Excerpted text:
It is important to have some feedback loop to have more automation

For example when I built TUI at the beginning, there are only unit tests which GPT5.5 has been trained to write. But that is NOT enough since TUI is about UI, often time Codex said it finished the task very well, but when I tested on TUI, it was not working. So I let Codex write some TUI regression tests to test the change with a PTY. This kind of issue is mitigated a lot. I think as a developer, now we need to think about how to design a better feedback loop to guide the model to do the right thing. This will help make our lives much easier.

Coding agents can write code, how about developers?

The frontier models from end of last year to now have improved a lot on coding. And coding agents like Codex and Claude Code have been the main drivier of the revenue for those labs. As many people have said, building something is much easier than before, what is more important is thinking about what to build. I think what to build includes both the functionality and user experience. Developers can do a lot of projects at the same time depending on how well you can do the context switch.

You may think that coding agents can help a lot, so you might have more free time. But that may not be true because you may want to do more things.

I think at the end of the day, more important is to have a good life instead of doing more things.

Benchmark Evaluation

I used the terminal bench 2.0 for evaluation. I would say this is a good benchmark. But it also has its own limitations. For example, the real use cases on coding agent, often time, it is multi-turns instead of just sending a prompt and waiting for the answer. Coding agents can make mistaks and human can tell them.

I tested 4 models, GPT5.5, DeepSeek V4 Pro, Minimax 2.7 and Kimi 2.6. I reported only first 2 because I have subscription for Codex and DeepSeek is crazily cheap. For Minimax and Kimi, I added $10 for their API, but soon my account dropped to 0.

The metrics are below, for each task, I tested 5 times. To reproduce please check wattle-tbench-harness

Provider	Model	Trials	Accuracy
codex	gpt-5.5	445	68.3%+-7.8
deepseek	deepseek-v4-pro	445	37.5%+-8.6

Final Thoughts

This is a great journey. Without the help of coding agents, this project would not be possible since for example I know nothing about building a TUI.

On user model interaction, advanced models can do many things, we will probably see a better way for human to use models in the future.

Source information:

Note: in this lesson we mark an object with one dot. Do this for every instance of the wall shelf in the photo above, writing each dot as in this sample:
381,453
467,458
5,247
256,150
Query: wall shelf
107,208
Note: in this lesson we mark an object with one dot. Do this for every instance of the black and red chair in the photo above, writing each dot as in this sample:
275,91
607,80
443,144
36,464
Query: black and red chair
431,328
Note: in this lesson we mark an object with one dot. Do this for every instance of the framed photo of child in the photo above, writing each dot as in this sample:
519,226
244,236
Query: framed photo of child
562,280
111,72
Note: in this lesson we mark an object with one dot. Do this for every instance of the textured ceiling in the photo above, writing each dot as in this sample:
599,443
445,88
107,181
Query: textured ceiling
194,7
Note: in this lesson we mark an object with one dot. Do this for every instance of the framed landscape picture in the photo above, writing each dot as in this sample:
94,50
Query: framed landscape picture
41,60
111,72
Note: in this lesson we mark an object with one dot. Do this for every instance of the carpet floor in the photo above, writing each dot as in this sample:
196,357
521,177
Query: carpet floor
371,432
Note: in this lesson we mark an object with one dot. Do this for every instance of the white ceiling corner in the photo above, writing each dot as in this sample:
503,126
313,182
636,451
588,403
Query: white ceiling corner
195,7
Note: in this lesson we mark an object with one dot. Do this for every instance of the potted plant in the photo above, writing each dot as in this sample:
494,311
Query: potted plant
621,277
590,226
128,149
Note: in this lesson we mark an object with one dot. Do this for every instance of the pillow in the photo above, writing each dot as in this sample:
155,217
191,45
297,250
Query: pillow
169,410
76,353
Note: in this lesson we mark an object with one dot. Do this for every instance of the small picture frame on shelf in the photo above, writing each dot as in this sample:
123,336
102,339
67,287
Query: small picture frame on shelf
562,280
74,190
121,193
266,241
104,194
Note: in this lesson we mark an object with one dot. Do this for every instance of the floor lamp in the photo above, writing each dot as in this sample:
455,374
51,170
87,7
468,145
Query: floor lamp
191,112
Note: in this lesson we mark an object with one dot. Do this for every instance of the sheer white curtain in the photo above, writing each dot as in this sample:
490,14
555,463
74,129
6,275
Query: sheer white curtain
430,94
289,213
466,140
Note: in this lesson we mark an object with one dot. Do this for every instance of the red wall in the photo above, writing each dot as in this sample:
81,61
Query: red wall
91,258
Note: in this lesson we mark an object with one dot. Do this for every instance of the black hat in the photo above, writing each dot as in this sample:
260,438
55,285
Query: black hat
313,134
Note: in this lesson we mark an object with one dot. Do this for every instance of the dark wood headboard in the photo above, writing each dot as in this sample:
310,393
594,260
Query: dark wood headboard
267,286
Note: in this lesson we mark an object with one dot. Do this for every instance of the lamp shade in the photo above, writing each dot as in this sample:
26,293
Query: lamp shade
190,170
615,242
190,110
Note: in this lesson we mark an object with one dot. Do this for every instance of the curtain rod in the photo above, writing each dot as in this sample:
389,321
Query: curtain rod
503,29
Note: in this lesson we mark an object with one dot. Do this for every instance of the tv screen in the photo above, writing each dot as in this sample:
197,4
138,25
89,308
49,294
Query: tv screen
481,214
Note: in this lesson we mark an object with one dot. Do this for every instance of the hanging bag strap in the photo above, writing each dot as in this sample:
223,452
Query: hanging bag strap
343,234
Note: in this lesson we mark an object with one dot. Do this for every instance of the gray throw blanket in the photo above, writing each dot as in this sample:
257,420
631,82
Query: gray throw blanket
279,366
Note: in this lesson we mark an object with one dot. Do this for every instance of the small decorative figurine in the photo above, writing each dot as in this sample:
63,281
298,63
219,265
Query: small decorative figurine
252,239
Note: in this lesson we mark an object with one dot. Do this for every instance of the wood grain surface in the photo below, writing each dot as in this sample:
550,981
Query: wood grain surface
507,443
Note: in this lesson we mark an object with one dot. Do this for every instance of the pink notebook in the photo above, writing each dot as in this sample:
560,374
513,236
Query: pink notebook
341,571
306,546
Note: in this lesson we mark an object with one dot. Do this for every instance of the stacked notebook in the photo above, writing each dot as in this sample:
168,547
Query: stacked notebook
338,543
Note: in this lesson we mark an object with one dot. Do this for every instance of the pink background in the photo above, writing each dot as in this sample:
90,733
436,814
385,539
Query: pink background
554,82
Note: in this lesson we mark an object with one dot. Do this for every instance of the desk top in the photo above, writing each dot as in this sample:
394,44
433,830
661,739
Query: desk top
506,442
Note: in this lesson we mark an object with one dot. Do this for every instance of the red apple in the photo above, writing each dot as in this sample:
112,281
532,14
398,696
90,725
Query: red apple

What this task involves: For each statement below, decide whether it agrees with the excerpt about coding agents above, answering yes or no and quoting the words from the excerpt that decide it. (a) The author reported results for all four models tested. (b) Each benchmark task was run five times. (c) Unit tests alone were sufficient for testing the TUI.

Answer for this exercise:
(a) No: "I reported only first 2 because I have subscription for Codex and DeepSeek is crazily cheap."
(b) Yes: "for each task, I tested 5 times"
(c) No: "But that is NOT enough since TUI is about UI"